# GOAL
Identify each line of the listing below that contains the word "work", and copy every such line in full.

........

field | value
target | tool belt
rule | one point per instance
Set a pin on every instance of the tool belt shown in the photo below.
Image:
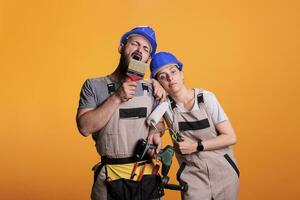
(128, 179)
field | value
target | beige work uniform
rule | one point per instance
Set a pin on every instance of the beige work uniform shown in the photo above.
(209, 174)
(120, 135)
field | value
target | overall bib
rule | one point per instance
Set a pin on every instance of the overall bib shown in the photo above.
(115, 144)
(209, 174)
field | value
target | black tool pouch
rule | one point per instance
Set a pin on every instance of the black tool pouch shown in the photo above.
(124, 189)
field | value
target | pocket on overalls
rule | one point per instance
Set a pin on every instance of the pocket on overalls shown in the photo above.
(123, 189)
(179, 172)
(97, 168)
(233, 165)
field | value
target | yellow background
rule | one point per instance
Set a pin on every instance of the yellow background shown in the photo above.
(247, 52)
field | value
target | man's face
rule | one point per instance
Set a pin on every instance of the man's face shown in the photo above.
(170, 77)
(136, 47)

........

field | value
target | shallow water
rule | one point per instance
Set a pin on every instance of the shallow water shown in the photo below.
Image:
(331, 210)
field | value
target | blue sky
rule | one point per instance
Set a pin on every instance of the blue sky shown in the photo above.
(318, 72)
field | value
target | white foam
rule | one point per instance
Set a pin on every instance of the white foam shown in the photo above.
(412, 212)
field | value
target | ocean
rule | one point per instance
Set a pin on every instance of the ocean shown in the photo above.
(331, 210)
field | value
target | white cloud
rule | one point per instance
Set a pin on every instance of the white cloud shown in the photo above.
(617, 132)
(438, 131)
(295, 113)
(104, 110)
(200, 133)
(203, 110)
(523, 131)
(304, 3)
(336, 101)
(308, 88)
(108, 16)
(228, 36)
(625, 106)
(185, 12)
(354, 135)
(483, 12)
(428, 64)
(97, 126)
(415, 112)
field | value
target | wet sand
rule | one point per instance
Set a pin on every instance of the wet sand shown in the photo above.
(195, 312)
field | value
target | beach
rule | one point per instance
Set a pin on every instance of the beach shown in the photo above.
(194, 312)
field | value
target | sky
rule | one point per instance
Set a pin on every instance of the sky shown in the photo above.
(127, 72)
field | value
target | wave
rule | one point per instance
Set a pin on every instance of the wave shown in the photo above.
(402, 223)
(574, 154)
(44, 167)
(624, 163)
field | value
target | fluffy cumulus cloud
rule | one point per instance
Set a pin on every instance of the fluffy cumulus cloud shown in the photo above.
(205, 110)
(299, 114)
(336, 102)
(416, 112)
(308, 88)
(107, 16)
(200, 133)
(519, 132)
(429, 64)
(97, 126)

........

# EXERCISE OUTPUT
target | beige work uniform
Set a pin on every instance of the beige work uniform shown in the photo above.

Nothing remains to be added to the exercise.